== DATA SHOWN ==
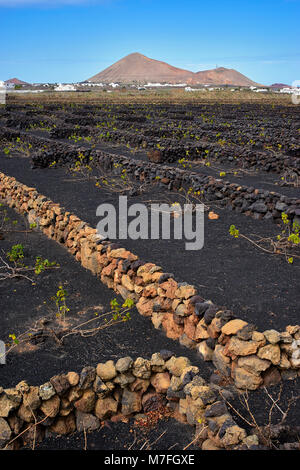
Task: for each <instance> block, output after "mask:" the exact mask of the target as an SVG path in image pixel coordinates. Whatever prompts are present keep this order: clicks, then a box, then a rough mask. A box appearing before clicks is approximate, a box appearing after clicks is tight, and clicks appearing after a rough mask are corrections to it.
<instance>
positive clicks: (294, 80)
mask: <svg viewBox="0 0 300 470" xmlns="http://www.w3.org/2000/svg"><path fill="white" fill-rule="evenodd" d="M292 88H293V93H292V102H293V104H300V80H294V81H293V83H292Z"/></svg>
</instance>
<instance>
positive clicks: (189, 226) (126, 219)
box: [96, 196, 204, 250]
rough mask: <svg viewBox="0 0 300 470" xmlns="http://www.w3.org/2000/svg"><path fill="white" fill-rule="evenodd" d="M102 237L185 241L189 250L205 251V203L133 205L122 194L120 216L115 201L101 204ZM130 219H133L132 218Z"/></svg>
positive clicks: (101, 227) (96, 211) (121, 197)
mask: <svg viewBox="0 0 300 470" xmlns="http://www.w3.org/2000/svg"><path fill="white" fill-rule="evenodd" d="M96 215H97V217H101V220H100V221H99V222H98V224H97V232H98V234H99V236H100V238H102V237H105V238H108V239H110V240H115V239H119V240H126V239H131V240H138V239H142V240H149V239H151V240H159V239H162V240H171V239H174V240H185V249H186V250H201V248H203V245H204V205H203V204H184V205H183V206H181V205H180V204H179V203H174V204H171V205H169V204H154V203H153V204H150V211H149V206H147V205H145V204H141V203H138V204H132V205H130V206H128V201H127V196H119V207H118V217H117V211H116V208H115V206H114V205H112V204H101V205H100V206H98V208H97V211H96ZM129 219H130V220H129Z"/></svg>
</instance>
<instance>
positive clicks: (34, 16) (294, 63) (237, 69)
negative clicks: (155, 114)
mask: <svg viewBox="0 0 300 470" xmlns="http://www.w3.org/2000/svg"><path fill="white" fill-rule="evenodd" d="M299 18H300V0H272V1H271V0H252V1H248V2H244V1H243V0H228V1H224V0H222V1H220V0H214V1H213V2H210V1H209V0H207V1H205V2H203V1H201V0H185V1H184V0H181V1H179V0H160V1H159V0H52V1H50V0H0V19H1V23H0V24H1V28H0V41H1V46H2V47H1V54H0V80H6V79H8V78H12V77H18V78H20V79H21V80H25V81H29V82H75V81H81V80H85V79H87V78H89V77H91V76H92V75H95V74H96V73H98V72H100V71H101V70H103V69H104V68H106V67H108V66H109V65H111V64H112V63H114V62H116V61H117V60H119V59H120V58H122V57H124V56H125V55H127V54H130V53H131V52H140V53H142V54H145V55H147V56H148V57H151V58H153V59H157V60H163V61H165V62H168V63H170V64H171V65H174V66H176V67H182V68H185V69H188V70H192V71H194V72H196V71H199V70H205V69H209V68H214V67H215V66H216V65H218V66H224V67H229V68H235V69H237V70H238V71H240V72H241V73H243V74H245V75H247V76H248V77H249V78H251V79H252V80H255V81H256V82H259V83H263V84H271V83H274V82H281V83H287V84H291V83H292V82H293V81H294V80H299V79H300V49H299V42H300V41H299V38H300V34H299V30H300V27H299V25H300V23H299Z"/></svg>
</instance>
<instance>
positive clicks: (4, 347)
mask: <svg viewBox="0 0 300 470" xmlns="http://www.w3.org/2000/svg"><path fill="white" fill-rule="evenodd" d="M1 364H2V365H3V364H6V346H5V343H4V341H0V365H1Z"/></svg>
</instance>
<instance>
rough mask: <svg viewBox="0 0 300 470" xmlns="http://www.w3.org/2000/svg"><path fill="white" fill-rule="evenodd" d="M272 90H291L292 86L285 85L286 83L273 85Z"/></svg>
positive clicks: (270, 85)
mask: <svg viewBox="0 0 300 470" xmlns="http://www.w3.org/2000/svg"><path fill="white" fill-rule="evenodd" d="M270 88H278V89H280V88H291V86H290V85H285V84H284V83H273V85H270Z"/></svg>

== WORK ITEM ==
All of the data must be given again exactly, without the pictures.

== EXPECTED ANSWER ==
Task: for each <instance> block, output after "mask:" the exact mask of the target as an SVG path in image pixel coordinates. Whatever prompts are present keep this order: clicks, then a box, then a rough mask. A box appearing before clicks is approximate, a box appearing after clicks is tight, and clicks appearing after a rough mask are corrections to it.
<instance>
positive clicks: (294, 80)
mask: <svg viewBox="0 0 300 470" xmlns="http://www.w3.org/2000/svg"><path fill="white" fill-rule="evenodd" d="M292 88H293V93H292V102H293V104H300V80H294V81H293V83H292Z"/></svg>
</instance>
<instance>
positive clicks: (189, 226) (126, 219)
box: [96, 196, 204, 250]
rough mask: <svg viewBox="0 0 300 470" xmlns="http://www.w3.org/2000/svg"><path fill="white" fill-rule="evenodd" d="M102 237L185 241L189 250L205 251V203L133 205L122 194L120 216L115 201L101 204ZM130 219H133L132 218Z"/></svg>
positive clicks: (101, 227) (96, 211) (121, 197)
mask: <svg viewBox="0 0 300 470" xmlns="http://www.w3.org/2000/svg"><path fill="white" fill-rule="evenodd" d="M96 215H97V217H101V220H100V221H99V222H98V224H97V232H98V234H99V236H100V238H102V237H105V238H108V239H110V240H115V239H119V240H126V239H131V240H138V239H142V240H149V239H151V240H159V239H162V240H171V239H174V240H185V249H186V250H201V248H203V245H204V205H203V204H184V205H183V206H181V205H180V204H179V203H174V204H171V205H169V204H154V203H153V204H150V211H149V206H147V205H145V204H141V203H138V204H132V205H130V206H128V201H127V196H119V207H118V217H117V211H116V208H115V206H114V205H112V204H101V205H100V206H98V208H97V211H96ZM129 219H130V220H129Z"/></svg>
</instance>
<instance>
positive clicks: (34, 16) (294, 63) (237, 69)
negative clicks: (155, 114)
mask: <svg viewBox="0 0 300 470" xmlns="http://www.w3.org/2000/svg"><path fill="white" fill-rule="evenodd" d="M299 18H300V0H272V1H271V0H252V1H248V2H244V1H243V0H228V1H224V0H222V1H220V0H214V1H213V2H210V1H209V0H207V1H205V2H203V1H201V0H185V1H184V0H181V1H179V0H160V1H159V0H52V1H50V0H0V19H1V23H0V24H1V28H0V41H1V46H2V47H1V54H0V80H6V79H8V78H12V77H18V78H20V79H21V80H25V81H29V82H75V81H81V80H85V79H87V78H89V77H91V76H92V75H95V74H96V73H98V72H100V71H101V70H103V69H104V68H106V67H108V66H109V65H111V64H112V63H114V62H116V61H117V60H119V59H120V58H122V57H124V56H125V55H127V54H130V53H131V52H140V53H142V54H145V55H147V56H148V57H151V58H153V59H157V60H163V61H165V62H168V63H170V64H171V65H174V66H176V67H182V68H185V69H188V70H192V71H194V72H196V71H199V70H205V69H209V68H214V67H215V66H216V65H218V66H224V67H229V68H235V69H237V70H238V71H240V72H241V73H243V74H245V75H247V76H248V77H249V78H251V79H252V80H255V81H256V82H259V83H263V84H271V83H274V82H281V83H287V84H291V83H292V82H293V81H294V80H299V79H300V49H299V42H300V41H299V38H300V34H299V30H300V27H299V25H300V23H299Z"/></svg>
</instance>
<instance>
positive clicks: (4, 347)
mask: <svg viewBox="0 0 300 470" xmlns="http://www.w3.org/2000/svg"><path fill="white" fill-rule="evenodd" d="M1 364H2V365H3V364H6V346H5V343H4V341H0V365H1Z"/></svg>
</instance>
<instance>
rough mask: <svg viewBox="0 0 300 470" xmlns="http://www.w3.org/2000/svg"><path fill="white" fill-rule="evenodd" d="M272 90H291L292 86L285 85L286 83L273 85Z"/></svg>
positive clicks: (270, 85)
mask: <svg viewBox="0 0 300 470" xmlns="http://www.w3.org/2000/svg"><path fill="white" fill-rule="evenodd" d="M270 88H278V89H280V88H291V86H290V85H285V84H284V83H273V85H270Z"/></svg>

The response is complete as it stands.